[Begin]

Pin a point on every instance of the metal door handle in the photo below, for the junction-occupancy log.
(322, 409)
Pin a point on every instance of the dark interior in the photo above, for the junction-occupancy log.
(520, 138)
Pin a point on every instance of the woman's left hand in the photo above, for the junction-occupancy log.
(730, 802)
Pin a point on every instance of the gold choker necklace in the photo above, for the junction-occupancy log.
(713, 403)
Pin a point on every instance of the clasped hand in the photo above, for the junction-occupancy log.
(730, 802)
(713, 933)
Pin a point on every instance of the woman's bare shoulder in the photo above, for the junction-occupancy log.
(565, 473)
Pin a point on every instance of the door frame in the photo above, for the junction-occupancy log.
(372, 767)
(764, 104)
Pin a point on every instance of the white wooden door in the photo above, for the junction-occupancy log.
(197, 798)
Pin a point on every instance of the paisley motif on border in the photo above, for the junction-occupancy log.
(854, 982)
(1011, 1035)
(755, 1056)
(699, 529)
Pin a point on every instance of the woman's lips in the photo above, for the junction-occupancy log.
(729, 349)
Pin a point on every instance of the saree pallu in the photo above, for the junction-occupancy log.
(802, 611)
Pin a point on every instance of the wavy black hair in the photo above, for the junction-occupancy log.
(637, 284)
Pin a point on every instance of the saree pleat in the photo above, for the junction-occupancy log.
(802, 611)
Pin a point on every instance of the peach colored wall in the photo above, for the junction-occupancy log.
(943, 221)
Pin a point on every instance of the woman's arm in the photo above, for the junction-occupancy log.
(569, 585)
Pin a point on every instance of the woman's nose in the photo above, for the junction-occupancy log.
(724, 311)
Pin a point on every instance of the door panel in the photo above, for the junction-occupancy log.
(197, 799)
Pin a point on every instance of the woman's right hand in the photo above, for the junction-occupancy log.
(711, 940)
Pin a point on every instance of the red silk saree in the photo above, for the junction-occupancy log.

[End]

_Exercise requirements_
Copy every item above word for word, in the same order.

_Exercise result_
Pin a point on every instance of the metal door handle in the photo below, for the junction-occupancy log.
(322, 409)
Pin a point on every instance of the dark interior in the photo above, for the junction-occupancy log.
(520, 138)
Pin a point on every instance of the woman's left hand in the photo above, for the junction-occupancy log.
(730, 802)
Pin a point on every instance of the gold choker necklace in the photo above, for the junction-occupancy log.
(713, 403)
Pin a point on every instance of the clasped hand in the photo above, for the junction-occupancy log.
(730, 802)
(713, 933)
Pin a point on every instance of the woman's bare shoulder in the photo above, for the junction-occupancy log.
(565, 473)
Pin a point on every instance of the door frame in the photo above, for the junction-occupancy log.
(372, 767)
(764, 104)
Pin a point on every instance of the white wooden door in the photo above, for the junction-occupancy log.
(197, 798)
Pin a point on every instance of the paisley motif on border in the photo above, for the junction-occupancy log.
(854, 982)
(1011, 1035)
(755, 1056)
(699, 529)
Pin a point on every instance of the woman's lips in the photo above, for the junction-occupancy log.
(729, 349)
Pin a point on every instance of the saree pallu in the photo above, for the junction-occupancy log.
(802, 611)
Pin a point on every instance of the wavy black hair in the photo above, for the junction-occupancy log.
(637, 284)
Pin a point on every instance of the saree pleat in the photo above, for the junction-occupancy log.
(802, 611)
Pin a point on every instance of the peach colored wall in the photo above, for the junction-occupancy log.
(943, 221)
Pin a point on every instance of the woman's arm in the photo above, for the junction-occupancy log.
(569, 585)
Pin a point on every instance of the woman's nose in the photo above, for the junction-occupancy log.
(724, 311)
Pin a point on every instance of the door panel in the photo above, for the junction-occupancy log.
(197, 799)
Pin a point on every instance of the woman's right hand in the photo above, for the junction-occupancy log.
(711, 940)
Pin a point on every instance of the red silk saree in the photo above, for the junction-occupancy log.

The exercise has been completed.